Pointing records:
┄┄┄┄┄┄┄┄┄┄┄┄┄┄┄┄┄┄┄┄
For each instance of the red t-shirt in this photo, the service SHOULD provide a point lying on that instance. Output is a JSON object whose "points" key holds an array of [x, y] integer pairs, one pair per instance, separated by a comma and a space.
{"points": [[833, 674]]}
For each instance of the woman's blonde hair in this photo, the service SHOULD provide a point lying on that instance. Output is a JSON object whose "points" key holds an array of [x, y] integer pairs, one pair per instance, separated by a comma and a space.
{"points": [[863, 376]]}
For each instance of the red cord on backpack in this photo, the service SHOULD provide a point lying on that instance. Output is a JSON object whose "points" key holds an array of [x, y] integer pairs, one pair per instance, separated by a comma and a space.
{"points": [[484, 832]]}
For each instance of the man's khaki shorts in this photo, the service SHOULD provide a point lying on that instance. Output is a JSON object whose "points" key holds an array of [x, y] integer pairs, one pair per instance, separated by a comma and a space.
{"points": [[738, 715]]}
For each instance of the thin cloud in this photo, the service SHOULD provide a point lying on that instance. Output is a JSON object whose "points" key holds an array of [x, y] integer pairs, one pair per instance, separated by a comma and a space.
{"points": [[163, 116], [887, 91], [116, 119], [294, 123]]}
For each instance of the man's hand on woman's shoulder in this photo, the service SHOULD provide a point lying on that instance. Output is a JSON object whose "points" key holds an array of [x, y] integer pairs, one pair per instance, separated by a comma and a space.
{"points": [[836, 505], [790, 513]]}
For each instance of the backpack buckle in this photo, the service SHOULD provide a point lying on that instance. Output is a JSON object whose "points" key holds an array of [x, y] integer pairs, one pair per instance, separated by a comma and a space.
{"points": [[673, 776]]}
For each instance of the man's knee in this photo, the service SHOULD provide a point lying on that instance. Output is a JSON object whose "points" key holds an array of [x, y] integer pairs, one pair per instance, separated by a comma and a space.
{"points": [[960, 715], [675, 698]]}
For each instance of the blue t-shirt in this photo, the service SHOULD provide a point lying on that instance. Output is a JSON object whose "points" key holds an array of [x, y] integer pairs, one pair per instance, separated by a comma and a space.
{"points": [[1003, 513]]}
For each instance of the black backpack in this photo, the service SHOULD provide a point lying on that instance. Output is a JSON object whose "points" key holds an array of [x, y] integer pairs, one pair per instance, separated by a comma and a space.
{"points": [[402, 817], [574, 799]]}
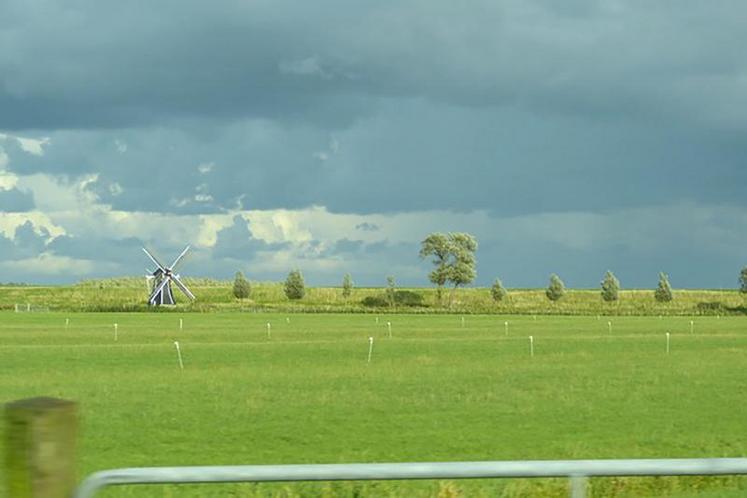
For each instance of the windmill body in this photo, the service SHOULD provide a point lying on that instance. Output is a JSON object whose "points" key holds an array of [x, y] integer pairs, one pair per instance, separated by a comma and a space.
{"points": [[160, 281]]}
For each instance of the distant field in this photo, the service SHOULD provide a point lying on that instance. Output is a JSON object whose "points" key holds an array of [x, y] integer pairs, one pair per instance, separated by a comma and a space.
{"points": [[434, 391], [130, 295]]}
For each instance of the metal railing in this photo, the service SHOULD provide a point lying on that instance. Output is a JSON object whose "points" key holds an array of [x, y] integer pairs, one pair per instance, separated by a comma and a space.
{"points": [[577, 470]]}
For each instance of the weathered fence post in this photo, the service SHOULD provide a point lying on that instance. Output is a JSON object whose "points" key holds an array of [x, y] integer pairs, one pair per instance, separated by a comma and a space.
{"points": [[40, 448]]}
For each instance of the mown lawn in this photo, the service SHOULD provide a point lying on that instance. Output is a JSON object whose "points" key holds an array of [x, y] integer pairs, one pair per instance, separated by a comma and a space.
{"points": [[435, 391]]}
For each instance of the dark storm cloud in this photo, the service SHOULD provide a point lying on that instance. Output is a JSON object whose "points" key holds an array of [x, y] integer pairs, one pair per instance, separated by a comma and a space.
{"points": [[513, 107], [110, 64], [238, 242]]}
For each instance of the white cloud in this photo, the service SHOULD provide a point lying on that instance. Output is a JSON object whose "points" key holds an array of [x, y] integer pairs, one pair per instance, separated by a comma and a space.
{"points": [[115, 189], [205, 168], [50, 264], [310, 66], [121, 146], [4, 159]]}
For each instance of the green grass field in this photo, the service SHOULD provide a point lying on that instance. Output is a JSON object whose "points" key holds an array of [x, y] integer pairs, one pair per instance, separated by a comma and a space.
{"points": [[434, 391]]}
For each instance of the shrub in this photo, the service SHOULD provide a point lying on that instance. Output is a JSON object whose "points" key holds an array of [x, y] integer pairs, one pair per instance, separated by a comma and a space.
{"points": [[663, 292], [610, 287], [347, 285], [242, 289], [400, 298], [294, 285], [391, 288], [497, 291], [556, 289]]}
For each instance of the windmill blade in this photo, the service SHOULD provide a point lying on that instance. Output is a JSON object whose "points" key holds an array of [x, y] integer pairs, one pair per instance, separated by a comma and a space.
{"points": [[178, 259], [152, 258], [158, 289], [177, 281]]}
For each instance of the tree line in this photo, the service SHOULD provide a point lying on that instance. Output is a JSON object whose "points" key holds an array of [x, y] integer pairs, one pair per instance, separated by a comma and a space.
{"points": [[454, 260]]}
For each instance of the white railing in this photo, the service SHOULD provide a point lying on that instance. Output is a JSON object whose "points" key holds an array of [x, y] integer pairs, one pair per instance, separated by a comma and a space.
{"points": [[577, 470]]}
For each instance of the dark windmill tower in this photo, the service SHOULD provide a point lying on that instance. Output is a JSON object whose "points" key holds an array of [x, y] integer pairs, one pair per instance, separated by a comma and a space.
{"points": [[161, 280]]}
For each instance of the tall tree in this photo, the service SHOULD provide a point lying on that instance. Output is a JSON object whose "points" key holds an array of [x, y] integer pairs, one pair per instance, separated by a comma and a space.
{"points": [[453, 257], [347, 285], [610, 287], [497, 291], [241, 286], [663, 292], [391, 290], [556, 289], [294, 287]]}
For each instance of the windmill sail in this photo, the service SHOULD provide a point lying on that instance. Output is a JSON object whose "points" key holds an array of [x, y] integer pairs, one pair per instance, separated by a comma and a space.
{"points": [[162, 278]]}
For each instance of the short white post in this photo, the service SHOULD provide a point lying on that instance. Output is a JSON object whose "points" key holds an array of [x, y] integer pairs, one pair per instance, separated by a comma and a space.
{"points": [[578, 486], [179, 355]]}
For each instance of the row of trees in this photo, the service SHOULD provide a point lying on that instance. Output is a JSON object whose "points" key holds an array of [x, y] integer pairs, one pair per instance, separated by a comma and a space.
{"points": [[453, 256], [610, 288]]}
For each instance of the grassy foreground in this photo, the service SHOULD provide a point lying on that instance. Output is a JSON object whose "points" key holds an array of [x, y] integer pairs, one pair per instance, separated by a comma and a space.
{"points": [[434, 391], [130, 294]]}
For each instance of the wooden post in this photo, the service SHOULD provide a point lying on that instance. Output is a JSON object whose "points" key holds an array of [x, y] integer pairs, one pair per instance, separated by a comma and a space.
{"points": [[40, 448]]}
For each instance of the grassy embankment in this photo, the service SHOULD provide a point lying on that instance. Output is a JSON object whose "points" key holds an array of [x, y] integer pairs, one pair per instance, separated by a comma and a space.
{"points": [[434, 391], [128, 294]]}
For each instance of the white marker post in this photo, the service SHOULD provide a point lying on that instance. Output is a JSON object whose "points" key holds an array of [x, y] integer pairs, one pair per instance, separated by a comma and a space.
{"points": [[179, 355]]}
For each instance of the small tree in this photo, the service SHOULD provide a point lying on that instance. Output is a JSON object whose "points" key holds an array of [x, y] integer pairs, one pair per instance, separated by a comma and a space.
{"points": [[663, 292], [294, 285], [391, 289], [347, 285], [453, 257], [556, 289], [241, 286], [497, 291], [610, 287]]}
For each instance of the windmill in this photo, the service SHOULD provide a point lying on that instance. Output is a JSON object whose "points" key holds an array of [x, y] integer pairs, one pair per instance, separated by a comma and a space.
{"points": [[162, 278]]}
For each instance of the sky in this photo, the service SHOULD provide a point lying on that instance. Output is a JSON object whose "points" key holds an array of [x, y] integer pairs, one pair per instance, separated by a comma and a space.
{"points": [[568, 137]]}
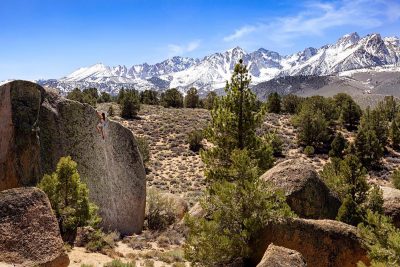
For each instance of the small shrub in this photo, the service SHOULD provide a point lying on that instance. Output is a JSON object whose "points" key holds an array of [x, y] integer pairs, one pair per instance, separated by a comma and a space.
{"points": [[172, 98], [192, 99], [144, 148], [69, 199], [98, 241], [149, 97], [194, 139], [337, 146], [119, 263], [382, 240], [309, 151], [275, 142], [395, 178], [111, 111], [291, 103], [274, 103], [148, 263], [208, 102], [159, 210]]}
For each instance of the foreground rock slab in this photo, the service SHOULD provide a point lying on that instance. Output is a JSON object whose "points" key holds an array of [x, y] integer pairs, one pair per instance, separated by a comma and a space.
{"points": [[19, 140], [391, 204], [321, 242], [29, 233], [306, 194], [281, 257], [41, 126]]}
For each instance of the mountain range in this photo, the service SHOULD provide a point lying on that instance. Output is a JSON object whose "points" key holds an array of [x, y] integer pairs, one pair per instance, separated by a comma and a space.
{"points": [[350, 53]]}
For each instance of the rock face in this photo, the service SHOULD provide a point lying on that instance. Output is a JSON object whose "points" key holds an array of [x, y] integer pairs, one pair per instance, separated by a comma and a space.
{"points": [[29, 233], [19, 142], [112, 168], [180, 205], [306, 193], [321, 242], [281, 257], [391, 204]]}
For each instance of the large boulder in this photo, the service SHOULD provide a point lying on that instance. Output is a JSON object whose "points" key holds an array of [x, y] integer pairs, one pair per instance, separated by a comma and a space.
{"points": [[19, 141], [391, 204], [29, 233], [306, 194], [321, 242], [112, 168], [276, 256]]}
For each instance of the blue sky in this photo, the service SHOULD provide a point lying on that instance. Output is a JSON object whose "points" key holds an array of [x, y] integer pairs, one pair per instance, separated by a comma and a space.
{"points": [[51, 38]]}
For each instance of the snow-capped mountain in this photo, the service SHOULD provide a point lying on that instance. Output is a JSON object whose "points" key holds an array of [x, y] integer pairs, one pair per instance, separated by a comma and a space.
{"points": [[350, 52]]}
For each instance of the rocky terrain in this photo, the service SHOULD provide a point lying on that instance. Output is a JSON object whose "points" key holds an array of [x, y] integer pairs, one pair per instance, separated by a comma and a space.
{"points": [[40, 127], [29, 233], [173, 170]]}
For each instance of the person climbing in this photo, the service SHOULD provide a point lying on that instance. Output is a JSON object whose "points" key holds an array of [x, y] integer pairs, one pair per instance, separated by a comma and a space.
{"points": [[102, 123]]}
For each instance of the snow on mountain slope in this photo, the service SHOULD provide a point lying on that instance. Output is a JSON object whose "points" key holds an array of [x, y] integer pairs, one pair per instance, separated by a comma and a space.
{"points": [[349, 53]]}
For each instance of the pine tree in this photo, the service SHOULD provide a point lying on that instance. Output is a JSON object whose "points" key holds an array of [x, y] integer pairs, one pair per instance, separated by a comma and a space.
{"points": [[389, 107], [274, 103], [121, 95], [352, 210], [237, 203], [291, 103], [130, 104], [149, 97], [337, 146], [172, 98], [192, 98], [382, 240], [209, 100], [312, 127], [69, 198], [236, 212], [234, 120]]}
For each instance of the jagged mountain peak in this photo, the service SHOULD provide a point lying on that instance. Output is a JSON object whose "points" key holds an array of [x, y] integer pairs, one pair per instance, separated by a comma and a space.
{"points": [[350, 52]]}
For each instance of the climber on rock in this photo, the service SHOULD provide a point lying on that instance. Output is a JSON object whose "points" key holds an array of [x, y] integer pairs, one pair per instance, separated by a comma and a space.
{"points": [[102, 122]]}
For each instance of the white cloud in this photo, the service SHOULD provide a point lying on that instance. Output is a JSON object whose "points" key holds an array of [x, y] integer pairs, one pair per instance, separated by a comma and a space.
{"points": [[240, 33], [318, 17], [175, 49]]}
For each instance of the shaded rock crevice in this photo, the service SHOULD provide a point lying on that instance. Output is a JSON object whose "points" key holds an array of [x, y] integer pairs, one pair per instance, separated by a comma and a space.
{"points": [[321, 242]]}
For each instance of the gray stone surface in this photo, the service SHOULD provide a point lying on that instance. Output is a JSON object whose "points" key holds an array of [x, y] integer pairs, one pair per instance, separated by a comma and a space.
{"points": [[112, 168], [276, 256], [306, 194], [29, 233]]}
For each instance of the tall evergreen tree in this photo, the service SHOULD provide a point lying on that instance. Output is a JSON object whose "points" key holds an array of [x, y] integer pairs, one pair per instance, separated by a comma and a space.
{"points": [[209, 100], [371, 138], [337, 146], [234, 120], [349, 111], [69, 198], [389, 107], [274, 103], [352, 210], [149, 97], [312, 127], [172, 98], [192, 99], [291, 103]]}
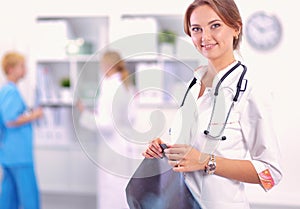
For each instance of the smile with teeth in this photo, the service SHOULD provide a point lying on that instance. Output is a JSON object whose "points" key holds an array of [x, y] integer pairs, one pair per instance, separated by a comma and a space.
{"points": [[207, 46]]}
┄┄┄┄┄┄┄┄┄┄┄┄┄┄┄┄┄┄┄┄
▸ **Work to complete**
Output only the lines from the line that contains "For each instance of the shaded" through the end of the material, both ends included, and skip every picture.

▸ **Written response**
For each instance of the shaded rock crevice in this photo, the service SHOULD provide a point lying on that instance. Output is a JSON object whose "points" key holds an array of [x, y] integer pairs, one pair per instance, separated by a comma and a space.
{"points": [[321, 242]]}
For each instance of the gray stone surface in this photo, the service SHOULD provide a point lying on that instance. Output is a JSON object whose "points" key holds an array of [x, y] integer pairs, one pair per instance, separated by a comma and a space.
{"points": [[112, 168], [276, 256], [306, 194], [29, 233]]}
For each instance of the tall evergreen tree in this photo, the service SHOULD provide a point lying on that instance. Output is a JSON object whose "points" key holds an array of [x, y] integer pairs, one pair per instance, separated by a comma and a space.
{"points": [[209, 100], [371, 138], [337, 146], [234, 120], [349, 111], [69, 198], [389, 107], [274, 103], [352, 210], [149, 97], [312, 127], [172, 98], [192, 99], [291, 103]]}
For each instance of the smile with teeth in this photo, the service SHOULD provide a point lying on that instance. Output is a JSON object whose "points" key holds an array of [x, y] integer pairs, one pair per instance, separated by a comma and a space.
{"points": [[207, 46]]}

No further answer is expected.